§ What you are asked to do: The material must be copied out exactly, line for line.

*** Opening Data to process ***

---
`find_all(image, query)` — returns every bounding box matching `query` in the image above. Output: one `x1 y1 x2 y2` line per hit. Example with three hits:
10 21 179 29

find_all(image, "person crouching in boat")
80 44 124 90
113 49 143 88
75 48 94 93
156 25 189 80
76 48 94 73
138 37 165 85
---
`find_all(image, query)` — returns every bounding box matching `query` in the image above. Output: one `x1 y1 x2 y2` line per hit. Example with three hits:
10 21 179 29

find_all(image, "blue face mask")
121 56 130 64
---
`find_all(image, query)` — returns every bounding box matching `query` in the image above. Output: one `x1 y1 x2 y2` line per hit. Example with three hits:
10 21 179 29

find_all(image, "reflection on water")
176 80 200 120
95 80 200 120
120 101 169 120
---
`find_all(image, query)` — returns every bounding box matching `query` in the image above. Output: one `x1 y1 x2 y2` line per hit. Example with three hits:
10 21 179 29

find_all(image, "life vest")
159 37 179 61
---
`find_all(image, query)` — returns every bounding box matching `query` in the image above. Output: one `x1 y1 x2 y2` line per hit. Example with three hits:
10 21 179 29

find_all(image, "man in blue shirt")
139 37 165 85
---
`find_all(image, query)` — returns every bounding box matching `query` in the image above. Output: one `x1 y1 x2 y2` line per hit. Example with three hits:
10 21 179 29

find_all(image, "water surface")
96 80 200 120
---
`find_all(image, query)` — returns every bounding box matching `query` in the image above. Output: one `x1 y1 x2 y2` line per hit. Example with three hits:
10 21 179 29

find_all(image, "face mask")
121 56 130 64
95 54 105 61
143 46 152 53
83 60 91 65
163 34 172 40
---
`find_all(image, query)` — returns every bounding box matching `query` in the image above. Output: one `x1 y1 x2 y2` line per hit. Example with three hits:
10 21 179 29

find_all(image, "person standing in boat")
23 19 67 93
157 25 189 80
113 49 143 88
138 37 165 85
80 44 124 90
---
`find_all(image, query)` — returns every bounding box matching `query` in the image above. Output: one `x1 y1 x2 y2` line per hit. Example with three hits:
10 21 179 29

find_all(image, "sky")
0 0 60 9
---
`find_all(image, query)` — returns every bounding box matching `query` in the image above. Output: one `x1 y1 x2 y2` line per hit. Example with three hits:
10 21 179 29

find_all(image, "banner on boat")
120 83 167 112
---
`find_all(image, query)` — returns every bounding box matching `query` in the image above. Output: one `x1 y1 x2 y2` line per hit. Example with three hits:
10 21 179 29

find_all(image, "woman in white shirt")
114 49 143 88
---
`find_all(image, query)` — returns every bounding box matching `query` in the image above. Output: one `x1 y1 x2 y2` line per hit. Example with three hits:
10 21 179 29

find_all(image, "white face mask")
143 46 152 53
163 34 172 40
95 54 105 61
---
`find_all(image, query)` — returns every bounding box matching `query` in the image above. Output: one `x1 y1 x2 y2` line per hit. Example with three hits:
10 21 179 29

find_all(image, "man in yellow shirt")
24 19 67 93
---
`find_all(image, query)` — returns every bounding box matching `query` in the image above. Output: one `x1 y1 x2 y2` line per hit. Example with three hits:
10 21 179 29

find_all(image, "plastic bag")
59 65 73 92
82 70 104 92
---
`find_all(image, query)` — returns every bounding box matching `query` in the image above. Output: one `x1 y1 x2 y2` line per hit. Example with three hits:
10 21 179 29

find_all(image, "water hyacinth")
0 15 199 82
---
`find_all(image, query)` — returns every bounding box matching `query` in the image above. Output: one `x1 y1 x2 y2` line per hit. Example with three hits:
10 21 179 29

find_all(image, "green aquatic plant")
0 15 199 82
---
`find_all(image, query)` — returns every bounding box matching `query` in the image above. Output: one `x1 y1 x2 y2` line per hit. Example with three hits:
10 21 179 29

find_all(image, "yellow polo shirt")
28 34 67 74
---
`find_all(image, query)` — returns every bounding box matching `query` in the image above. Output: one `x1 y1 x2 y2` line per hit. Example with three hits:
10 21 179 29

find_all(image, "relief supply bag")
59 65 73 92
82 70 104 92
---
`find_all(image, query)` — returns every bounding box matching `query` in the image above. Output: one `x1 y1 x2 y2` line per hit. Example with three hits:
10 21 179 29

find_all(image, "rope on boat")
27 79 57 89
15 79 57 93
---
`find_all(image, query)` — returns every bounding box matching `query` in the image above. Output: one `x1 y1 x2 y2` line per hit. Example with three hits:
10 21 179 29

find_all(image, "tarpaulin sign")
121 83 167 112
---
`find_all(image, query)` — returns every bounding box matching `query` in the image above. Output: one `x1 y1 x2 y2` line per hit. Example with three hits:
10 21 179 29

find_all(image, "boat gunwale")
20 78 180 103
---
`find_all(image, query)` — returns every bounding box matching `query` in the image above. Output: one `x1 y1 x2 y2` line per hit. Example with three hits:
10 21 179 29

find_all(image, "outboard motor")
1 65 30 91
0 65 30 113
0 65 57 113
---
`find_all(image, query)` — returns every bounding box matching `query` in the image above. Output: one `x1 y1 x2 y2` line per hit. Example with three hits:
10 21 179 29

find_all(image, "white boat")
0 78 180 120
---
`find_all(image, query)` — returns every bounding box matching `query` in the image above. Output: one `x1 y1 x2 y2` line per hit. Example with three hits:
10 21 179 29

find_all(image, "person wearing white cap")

*** Closing Data to process ***

§ Response:
---
`find_all(image, query)` — returns every bounding box matching `query` in the image above. Output: one `x1 y1 x2 y2` line per hit. Example with three hits:
10 21 179 29

find_all(image, "person crouching in boat")
80 44 124 90
113 49 143 88
75 48 94 93
156 25 189 80
76 48 94 73
138 37 165 85
---
`find_all(image, query)` — returns every bounding box matching `query` in the image above. Output: one `x1 y1 x2 y2` line per hit. Example with three hits:
10 21 179 29

find_all(image, "blue face mask")
121 56 130 64
---
`find_all(image, query)` — returns every bounding box matching `query` in the image above. Output: one `x1 y1 x2 y2` line per hit. Example with three hits:
10 21 179 29

find_all(image, "reflection on water")
176 80 200 120
95 80 200 120
120 101 169 120
---
`find_all(image, query)` — returns every bounding box matching `query` in the image above. Output: one `x1 y1 x2 y2` line per hit. Example with three hits:
10 21 179 29

find_all(image, "life vest")
159 37 179 61
---
`find_all(image, query)` — returns every bounding box matching `query` in the image above. Output: one `x1 y1 x2 y2` line per hit. Example with three hits:
10 21 179 29

find_all(image, "man in blue shirt")
139 37 165 85
---
`find_all(image, query)` — returns every bounding box matching `query` in the image above. Output: one `x1 y1 x2 y2` line per hit. Example with three hits:
10 21 179 29

find_all(image, "water surface")
96 80 200 120
---
`find_all(image, query)` — returns every bounding box matching `query` in the image above. Output: one `x1 y1 x2 y2` line per hit. Example with three hits:
10 21 179 29

find_all(image, "face mask")
121 56 130 64
95 54 105 61
143 46 152 53
83 60 91 65
163 34 172 40
---
`find_all(image, query)` — returns every bounding box matching `query` in the image above. Output: one `x1 y1 x2 y2` line per hit. Example with three hits:
10 21 179 29

find_all(image, "person standing in boat")
23 19 67 93
157 25 189 80
113 49 143 88
138 37 165 85
80 44 124 90
---
`find_all(image, query)` — returns every bounding box matching `query` in the image above. Output: one `x1 y1 x2 y2` line per hit. Example with three hits:
10 21 179 29

find_all(image, "sky")
0 0 60 9
---
`find_all(image, query)` — returns every bounding box matching `query` in the image above. Output: one `x1 y1 x2 y2` line per hit. Example with three hits:
10 21 179 29

find_all(image, "banner on boat")
120 83 167 112
---
`find_all(image, query)` — returns every bounding box matching `query` in the image above. Output: one `x1 y1 x2 y2` line per hit. Example with three hits:
10 21 179 29

find_all(image, "woman in white shirt")
114 49 143 88
---
`find_all(image, query)` — returns every bounding box matching `query` in the image above. Output: one `x1 y1 x2 y2` line per hit. Example with three hits:
10 21 179 29

find_all(image, "white face mask")
143 46 152 53
163 34 172 40
95 54 105 61
---
`find_all(image, query)` — returns every bounding box matching `query` in the image above. Output: one `x1 y1 x2 y2` line per hit. Example with three hits:
10 21 179 29

find_all(image, "man in yellow shirt")
24 19 67 93
---
`find_all(image, query)` — returns every bounding box matching `query` in the image above. Output: one `x1 y1 x2 y2` line per hit. Example with three hits:
10 21 179 29

find_all(image, "plastic bag")
59 65 73 92
82 70 104 92
---
`find_all(image, query)` — returns every bounding box matching `query` in the image above. Output: one `x1 y1 x2 y2` line per hit. Example with three hits:
10 21 179 29

find_all(image, "water hyacinth")
0 15 199 82
---
`find_all(image, query)` — returns every bounding box matching `query` in the image above. Output: one `x1 y1 x2 y2` line per hit. Example with three hits:
10 21 179 29

find_all(image, "green aquatic plant")
0 15 199 82
---
`find_all(image, query)` — returns every bounding box matching `query` in the image above. Output: one `x1 y1 x2 y2` line per hit. Example with three hits:
10 21 179 29

find_all(image, "yellow polo shirt")
28 34 67 74
---
`find_all(image, query)` — returns every bounding box matching `query` in the image above. Output: one `x1 y1 x2 y2` line per hit. Example with three hits:
10 21 179 29

find_all(image, "relief supply bag")
59 65 73 92
82 70 104 92
---
`find_all(image, query)` — returns every bounding box matching `query` in the image above. Output: one `x1 y1 x2 y2` line per hit. Example with three hits:
10 21 179 29

find_all(image, "rope on boat")
27 79 57 89
15 79 57 93
---
`find_all(image, query)` — returns every bounding box matching `query` in the image above. Output: one `x1 y1 x2 y2` line per hit. Example with three hits:
10 21 179 29

find_all(image, "tarpaulin sign")
121 83 167 112
---
`find_all(image, query)` — returns every bounding box matching `query` in the image above. Output: one `x1 y1 x2 y2` line per hit. Example with three hits:
10 21 179 29

find_all(image, "boat gunwale")
20 78 180 103
---
`find_all(image, query)` — returns every bounding box matching `query` in the image above. Output: one `x1 y1 x2 y2` line per hit. Example with three hits:
10 21 179 29

find_all(image, "outboard motor")
1 65 30 91
0 65 30 113
0 65 57 113
---
`find_all(image, query)` — returns every bounding box matching `query` in the image above. Output: one `x1 y1 x2 y2` line per hit. Example with three hits:
10 21 179 29

find_all(image, "white boat")
0 78 180 120
---
`find_all(image, query)` — returns every bounding box matching `query` in the image above. Output: one `x1 y1 x2 y2` line per hit. Example with three hits:
10 21 179 29

find_all(image, "person wearing white cap")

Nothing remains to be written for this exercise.